_Given problem A_. According to the nanomembrane analysis walkthrough, what is extracted from the raw TIF image before the dimensional analysis begins?
_Given problem B_. List every quantity that the nanomembrane analysis walkthrough pulls from the model's output in its first code block.
_Given problem C_. Resume the nanomembrane analysis walkthrough from the point where it stops.

_Given passage_.

============

However, just getting the output from the model isn't enough. Now we have to do bit more work to post-process the output and extract things like nanomembrane yield, sizes and other interesting data!

First lets divide up the output of the neural net for further processing:

In [None]:
cl = np.array(outputs["instances"].pred_classes.cpu())  # Classes
s = np.array(outputs["instances"].scores.cpu()) # Prediction scores
b =  np.array([x.numpy() for x in outputs["instances"].pred_boxes])  # Bounding boxes
c = np.array(outputs["instances"].pred_boxes.get_centers())  # Bounding box centres
m =  np.array([x.numpy() for x in outputs["instances"].pred_masks])  # Segmentation masks

Now we can loop over all the possible classes and display images with segmentation masks of each class individually.

In [None]:
for c in range(len(class_dict)):
  i_filt = list(np.argwhere(cl==c).flatten()) # Choose only the indixes with specific class

  print(f"{inv_class_dict[str(c+1)]}:")

  # We can use Visualizer to draw the predictions on the image.
  v = Visualizer(im_RGB[:, :, ::-1], MetadataCatalog.get(cfg.DATASETS.TEST[0]), scale=1.0)
  v = v.draw_instance_predictions(outputs["instances"][[i_filt]].to("cpu"))
  cv2_imshow(v.get_image()[:, :, ::-1])


Now we can start to mess around dimensional analysis. But first let's extract the pixel size from the raw TIF image:

In [None]:
with tifffile.TiffFile(im_path) as tif:
    
    # Extract magnification data
    mag = tif.sem_metadata['ap_mag'][1] 
    if type(mag) is str:  # Apply correction for "k" ex: mag = "50 k"

============

_Records supplied_.
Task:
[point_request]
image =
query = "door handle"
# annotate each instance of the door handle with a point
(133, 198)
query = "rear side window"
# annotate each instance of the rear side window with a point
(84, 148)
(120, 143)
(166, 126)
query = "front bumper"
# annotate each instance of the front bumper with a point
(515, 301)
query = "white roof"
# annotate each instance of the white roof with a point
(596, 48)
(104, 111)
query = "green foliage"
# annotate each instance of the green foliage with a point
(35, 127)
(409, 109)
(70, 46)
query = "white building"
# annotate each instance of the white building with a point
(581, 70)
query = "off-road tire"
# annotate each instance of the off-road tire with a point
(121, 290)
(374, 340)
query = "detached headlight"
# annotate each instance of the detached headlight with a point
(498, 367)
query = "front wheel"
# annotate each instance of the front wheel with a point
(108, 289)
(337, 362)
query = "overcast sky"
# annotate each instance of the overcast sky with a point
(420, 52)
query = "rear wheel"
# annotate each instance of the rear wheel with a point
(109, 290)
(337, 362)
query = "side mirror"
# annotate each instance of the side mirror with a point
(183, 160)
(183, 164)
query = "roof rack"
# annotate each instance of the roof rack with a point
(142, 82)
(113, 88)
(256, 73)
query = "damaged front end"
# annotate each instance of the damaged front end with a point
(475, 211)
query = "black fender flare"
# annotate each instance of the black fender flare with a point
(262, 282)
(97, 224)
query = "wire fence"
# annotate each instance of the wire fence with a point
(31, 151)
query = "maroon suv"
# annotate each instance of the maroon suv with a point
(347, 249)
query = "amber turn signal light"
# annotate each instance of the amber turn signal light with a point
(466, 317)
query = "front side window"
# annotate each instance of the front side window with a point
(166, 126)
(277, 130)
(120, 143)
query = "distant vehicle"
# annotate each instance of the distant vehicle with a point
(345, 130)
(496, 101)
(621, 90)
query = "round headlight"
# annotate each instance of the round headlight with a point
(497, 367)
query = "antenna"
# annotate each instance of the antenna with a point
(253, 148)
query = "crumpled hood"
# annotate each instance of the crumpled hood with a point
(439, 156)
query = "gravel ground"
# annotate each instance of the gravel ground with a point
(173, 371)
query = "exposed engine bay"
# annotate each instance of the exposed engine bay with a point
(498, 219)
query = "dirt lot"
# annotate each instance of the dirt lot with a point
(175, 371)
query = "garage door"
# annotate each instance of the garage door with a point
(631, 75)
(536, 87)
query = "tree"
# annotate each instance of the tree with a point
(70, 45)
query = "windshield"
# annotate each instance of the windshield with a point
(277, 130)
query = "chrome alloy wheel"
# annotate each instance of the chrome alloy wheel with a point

============

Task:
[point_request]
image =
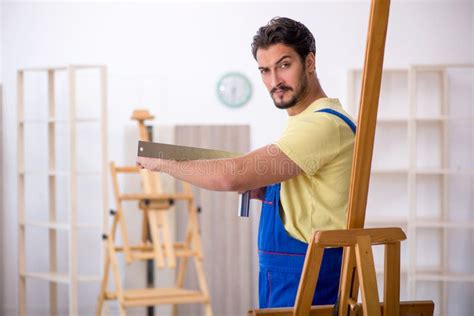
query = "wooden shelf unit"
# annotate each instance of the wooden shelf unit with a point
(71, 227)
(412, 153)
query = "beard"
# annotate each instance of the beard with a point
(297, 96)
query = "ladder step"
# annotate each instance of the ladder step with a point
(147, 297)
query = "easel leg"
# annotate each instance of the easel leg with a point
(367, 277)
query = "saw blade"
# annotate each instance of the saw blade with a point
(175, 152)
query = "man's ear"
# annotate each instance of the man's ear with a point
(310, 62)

============

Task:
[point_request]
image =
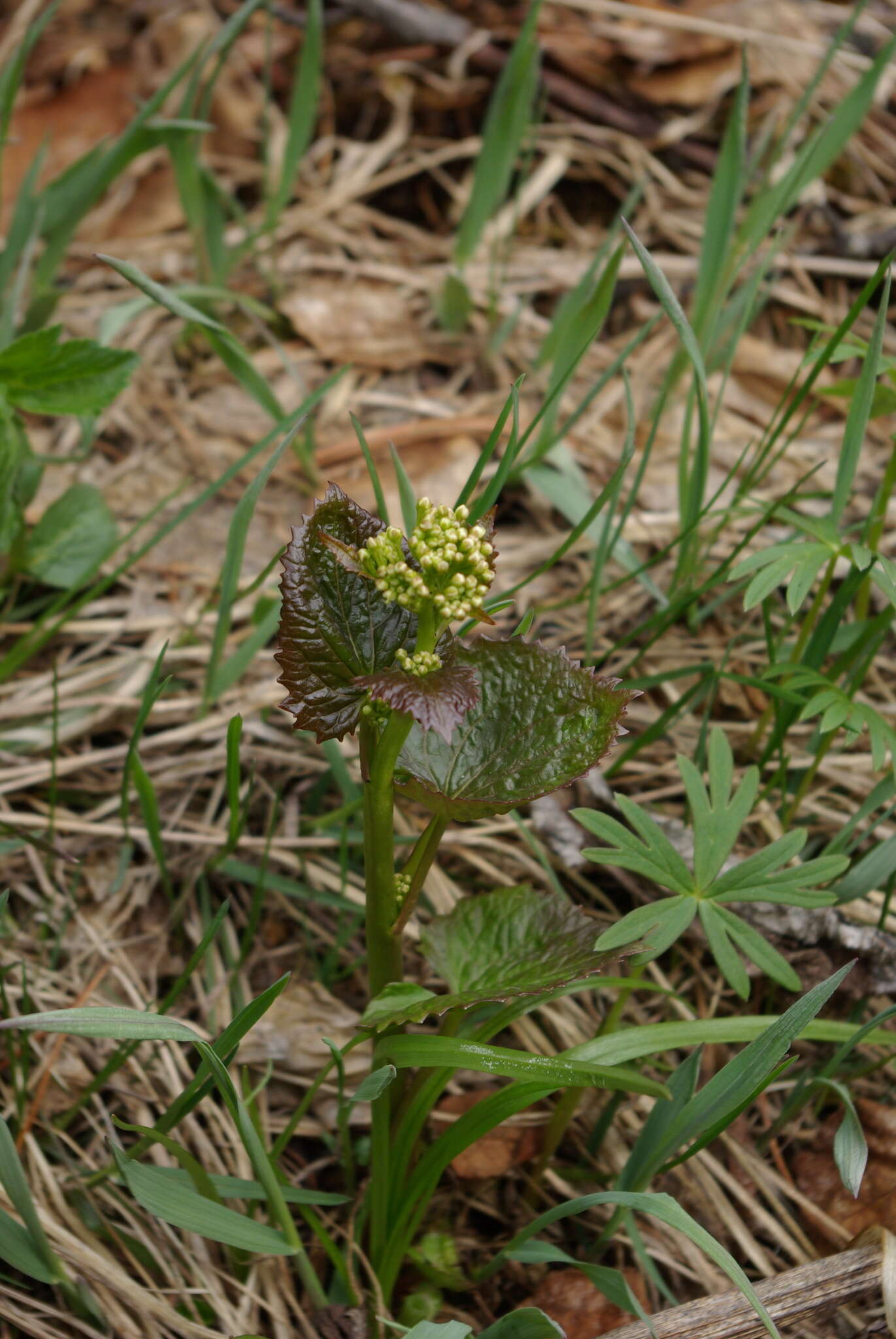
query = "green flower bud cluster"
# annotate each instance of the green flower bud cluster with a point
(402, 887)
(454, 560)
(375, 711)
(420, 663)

============

_Exercise response A_. The pixel size.

_Exercise response B_. Classes, prediction scores, bounding boxes, bounding box centres, and segmentation masks.

_Exercise response C_.
        mag = float(mag.split(' ')[0]) * 1000
    else:
        mag = float(mag)

    # Extract pixel size data
    pixel_size = float(tif.sem_metadata['ap_pixel_size'][1])  # nm
    if 'µm' in tif.sem_metadata['ap_pixel_size'][2]: # Correction for um
        pixel_size *= 1000

    # Extract tilt data
    tilt = tif.sem_metadata['ap_tilt_angle'][1] # degrees
    # tilt = tif.sem_metadata['ap_stage_at_t'][1]  # might be equivalent, not sure

pixel_size_x = pixel_size  # nmd
pixel_size_y = pixel_size / np.cos(np.deg2rad(tilt))  # nm

Let's start with slit length/width.

In [None]:
i_filt = list(np.argwhere(cl+1==int(class_dict['slit'])).flatten()) # Choose only the indixes with specific class
b_slits = b[i_filt]

slit_widths = (b_slits[:,3] - b_slits[:,1]) * pixel_size_y
slit_lengths = (b_slits[:,2] - b_slits[:,0]) * pixel_size_x

print(f"Mean slit width: {slit_widths.mean():.0f} +/- {slit_widths.std():.0f} nm")
print(f"Mean slit length: {slit_lengths.mean():.0f} +/- {slit_lengths.std():.0f} nm")